Text extract>
※ ※ ※

For the record, their are a lot of developers who agree absolutely with
the sentiments you express here, and suggest you try to become an official
DD rather than accepting the inconvenience of working always through a
sponsor.

Britton Kerin
__
GNU GPL: "The Source will be with you... always."

On Tue, 28 Jan 2003, Thomas Viehmann wrote:

> Hi Chad.
>
> I did not answer to your first post for various reasons.
> While I thank you for your answers, I strongly disagree
> with some of your views to the point that I wondered why
> it was my package that prompted you to write about "pet-packages".
>
> Just as your advice was not only to me, please take these comments as
> something that I'd like to say not only about your comments, but also
> as an observation of the general way of discussion.
>
> Taking your answer literally, the conclusion is that you think that debian
> has enough package maintainers and the others should bother about the crums
> that fall from the table that existing DDs are not interested in.
> As for the discussion "package something only you are interested in", I
> believe to have explicitly demonstrated why my package is worth including.
> In fact, take a look at Bug #174481, which prompted me to package libchipcard
> and also take on libopenhbci (the latter of which now James Treacy packaged
> due to a wishlist bug but obviously doesn't use it himself).
> In short, libchipcard does provide a value to debian, as it adds a unique
> functionality, and, I believe, is needed top make the gnucash-hbci package
> worthwhile as most banks offering HBCI tend to offer it via chipcard-based
> methods. (Which I cannot blame you for not knowing, though.)

※ ※ ※

Data shown>
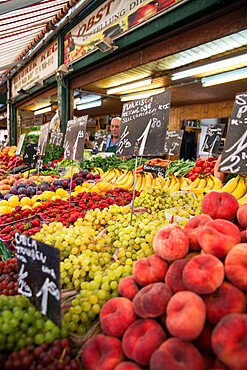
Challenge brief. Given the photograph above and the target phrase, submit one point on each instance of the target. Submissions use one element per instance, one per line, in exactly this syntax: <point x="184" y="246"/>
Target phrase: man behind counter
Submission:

※ ※ ※

Jobs>
1. Using the Debian email, decide whether each statement agrees with it. For each one, answer yes or no and quote the words that decide it.
(a) Thomas Viehmann answered Chad's first post.
(b) James Treacy packaged libopenhbci.
(c) The reply suggests becoming an official DD instead of always working through a sponsor.
2. Go on with the Debian email from its last line.

Answers to the problems>
1.
(a) No: "I did not answer to your first post for various reasons."
(b) Yes: "the latter of which now James Treacy packaged"
(c) Yes: "suggest you try to become an official DD rather than accepting the inconvenience of working always through a sponsor."

2.
> I've thought about packaging quite a few things before, but now I think I've
> found something truely worthwhile.
>
> Also, I'd like to address the call for "writing manpages for other packages"
> and caring about wnpp packages:
> Why would you expect anyone to write the manpages the package maintainer
> doesn't bother about? True, there are those maintainers that don't have the
> time because they're doing very much for the project, but for the most part,
> I cannot help but think that they just don't care. I did write two manpages
> for my own package because that is the lintian warning that's still left, but
> you should well know that a volunteer project needs to distribute the dull
> jobs amongst those that are working for the main cause.
> Being told "do something but just don't have packages" is just like asking the
> local LUG (or whatever) whether you can help out at an expo booth and getting
> "well, as long as you just don't come to the booth during the show but just
> the vacuuming afterwards" as an answer.
> With wnpp matters are even worse, because for the most part, they are just
> "ugly, pointless packages noone in the world would care about". (There are
> notable exceptions every once in a while, but mostly this is the exact reason
> they're abandoned in the first place.)
>
> In addition, "helping out maintainers" is something that strongly depends on
> the willingness of maintainers to accept help. In my experience, the quality
> of the packages is strongly correlated (maybe even causal, not coincidental)
> to the willingness of maintainers to accept help and user comments and their
> friendlyness to answer questions. Let's face it, the main cause of problems in
> debian are the problems of and with the present developers and do not relate
> very well to future developers.
>
> Again. I've not answered directly because I personally don't have any issue
> with this, if I don't find a sponsor and I just keep using my packages myself,
> it's just the same work for me. If you like to give out funny advice, please
> do so, people are doing everywhere on the net. But don't expect anyone to join
> debian just to do the odd jobs and wanting to be "a slave to Debian". And
> don't think that telling people "the contribution you want to offer is not
> needed, please do the stuff we don't like" is a successful way of getting
> anywhere.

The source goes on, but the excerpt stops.